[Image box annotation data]
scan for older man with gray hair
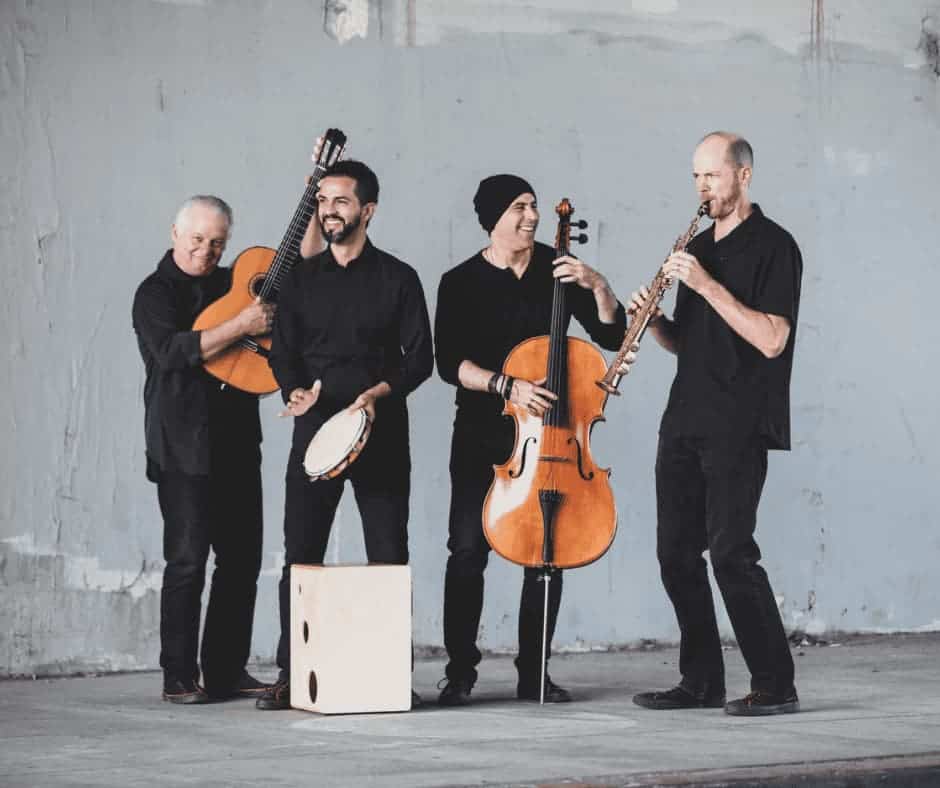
[133,195,274,704]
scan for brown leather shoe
[255,679,290,711]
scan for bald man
[628,132,803,716]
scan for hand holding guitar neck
[193,129,346,394]
[277,380,323,418]
[238,296,277,337]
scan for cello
[483,199,617,702]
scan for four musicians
[134,127,802,715]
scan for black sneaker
[516,676,571,703]
[725,689,800,717]
[437,679,473,706]
[163,676,209,706]
[255,679,290,711]
[206,670,271,700]
[235,670,274,698]
[633,687,725,711]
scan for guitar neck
[259,164,326,301]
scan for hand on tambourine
[277,380,322,418]
[347,391,375,421]
[509,378,558,418]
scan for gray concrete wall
[0,0,940,674]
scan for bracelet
[503,375,516,400]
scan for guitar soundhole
[249,275,265,297]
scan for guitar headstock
[313,129,346,181]
[555,197,587,255]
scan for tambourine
[304,408,372,482]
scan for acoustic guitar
[193,129,346,394]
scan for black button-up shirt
[660,203,803,449]
[132,250,261,481]
[268,240,434,451]
[434,243,626,429]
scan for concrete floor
[0,634,940,788]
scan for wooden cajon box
[290,564,411,714]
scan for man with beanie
[434,175,632,706]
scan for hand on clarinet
[277,380,323,418]
[663,252,712,293]
[627,286,663,323]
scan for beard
[320,213,362,244]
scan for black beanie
[473,175,535,233]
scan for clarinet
[597,202,708,397]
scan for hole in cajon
[309,670,317,703]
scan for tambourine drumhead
[304,408,370,479]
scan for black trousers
[277,430,411,680]
[656,435,794,694]
[444,420,562,686]
[157,449,263,695]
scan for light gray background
[0,0,940,674]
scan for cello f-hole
[568,436,594,482]
[509,437,535,479]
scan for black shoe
[163,676,209,706]
[633,687,725,711]
[516,676,571,703]
[206,670,272,700]
[255,679,290,711]
[437,679,473,706]
[235,670,274,698]
[725,689,800,717]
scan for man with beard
[257,161,434,709]
[133,195,274,704]
[434,175,633,706]
[630,132,803,716]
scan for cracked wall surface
[0,0,940,674]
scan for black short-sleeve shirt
[660,203,803,449]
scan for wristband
[503,375,516,400]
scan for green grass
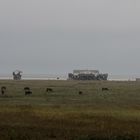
[0,80,140,140]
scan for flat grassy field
[0,80,140,140]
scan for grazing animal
[24,87,32,95]
[1,86,6,95]
[46,88,53,92]
[25,91,32,95]
[102,88,109,91]
[79,91,83,95]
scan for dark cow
[78,91,83,95]
[1,86,6,95]
[25,91,32,95]
[102,87,109,91]
[24,87,32,95]
[46,88,53,92]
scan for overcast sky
[0,0,140,74]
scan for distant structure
[13,70,22,80]
[68,70,108,80]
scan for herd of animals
[1,86,109,95]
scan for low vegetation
[0,80,140,140]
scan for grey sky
[0,0,140,74]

[EXERCISE OBJECTIVE]
Render every line of the data above as a JSON list of strings, one string per line, omitting blank lines and leaving out the pictures.

[SOLUTION FOR THIS PROBLEM]
[
  "scan for older man with gray hair",
  "[133,195,274,704]",
  "scan for brown leather shoe",
  "[255,679,290,711]",
  "scan for bald man",
  "[628,132,803,716]",
  "scan for hand holding guitar neck",
  "[193,129,346,394]",
  "[277,380,323,418]",
  "[238,296,277,337]",
  "scan for cello",
  "[483,199,617,702]",
  "scan for four musicians",
  "[134,127,802,715]",
  "scan for black sneaker",
  "[516,676,571,703]",
  "[725,689,800,717]",
  "[437,679,473,706]",
  "[163,676,209,706]",
  "[255,679,290,711]",
  "[206,670,271,700]",
  "[235,670,274,698]",
  "[633,687,725,711]",
  "scan for guitar neck",
  "[259,164,326,301]",
  "scan for hand on tambourine",
  "[277,380,322,418]",
  "[347,391,375,421]",
  "[509,378,558,418]",
  "scan for gray concrete wall",
  "[0,0,940,674]",
  "scan for bracelet",
  "[503,375,516,400]",
  "scan for guitar soundhole",
  "[249,275,265,297]",
  "scan for guitar headstock",
  "[313,129,346,181]",
  "[555,197,587,255]",
  "scan for tambourine",
  "[304,408,372,482]",
  "scan for acoustic guitar",
  "[193,129,346,394]",
  "scan for black button-up shirt",
  "[660,203,803,449]",
  "[132,250,261,481]",
  "[268,240,434,451]",
  "[434,243,626,429]",
  "scan for concrete floor",
  "[0,634,940,788]",
  "scan for wooden cajon box",
  "[290,564,411,714]",
  "scan for man with beanie",
  "[434,175,632,706]",
  "scan for hand on clarinet",
  "[277,380,323,418]",
  "[663,252,712,293]",
  "[627,286,663,323]",
  "scan for beard",
  "[320,213,362,244]",
  "scan for black beanie",
  "[473,175,535,233]",
  "scan for clarinet",
  "[597,202,708,397]",
  "scan for hole in cajon",
  "[309,670,317,703]",
  "scan for tambourine drumhead",
  "[304,408,370,479]",
  "scan for black trousers",
  "[277,430,411,680]",
  "[656,435,794,694]",
  "[444,420,562,686]",
  "[157,449,263,695]",
  "scan for light gray background",
  "[0,0,940,674]",
  "scan for cello f-hole",
  "[568,436,594,482]",
  "[509,437,535,479]",
  "scan for black shoe",
  "[163,676,209,706]",
  "[633,687,725,711]",
  "[516,676,571,703]",
  "[206,670,272,700]",
  "[255,679,290,711]",
  "[437,679,473,706]",
  "[235,670,274,698]",
  "[725,689,800,717]",
  "scan for man with beard",
  "[257,161,434,709]",
  "[133,195,274,704]",
  "[434,175,633,706]",
  "[630,132,803,716]",
  "scan for cracked wall surface",
  "[0,0,940,674]",
  "scan for black short-sleeve shirt",
  "[660,203,803,449]",
  "scan for wristband",
  "[503,375,516,400]",
  "scan for green grass",
  "[0,80,140,140]",
  "scan for flat grassy field",
  "[0,80,140,140]",
  "scan for grazing animal",
  "[24,87,32,95]",
  "[1,86,6,95]",
  "[46,88,53,92]",
  "[25,91,32,95]",
  "[102,88,109,91]",
  "[79,91,83,95]",
  "scan for dark cow",
  "[78,91,83,95]",
  "[1,86,6,95]",
  "[25,91,32,95]",
  "[102,87,109,91]",
  "[24,87,32,95]",
  "[46,88,53,92]",
  "scan for overcast sky",
  "[0,0,140,74]",
  "scan for distant structure",
  "[13,70,22,80]",
  "[68,70,108,80]",
  "scan for herd of animals",
  "[1,86,109,95]",
  "scan for low vegetation",
  "[0,80,140,140]",
  "scan for grey sky",
  "[0,0,140,74]"
]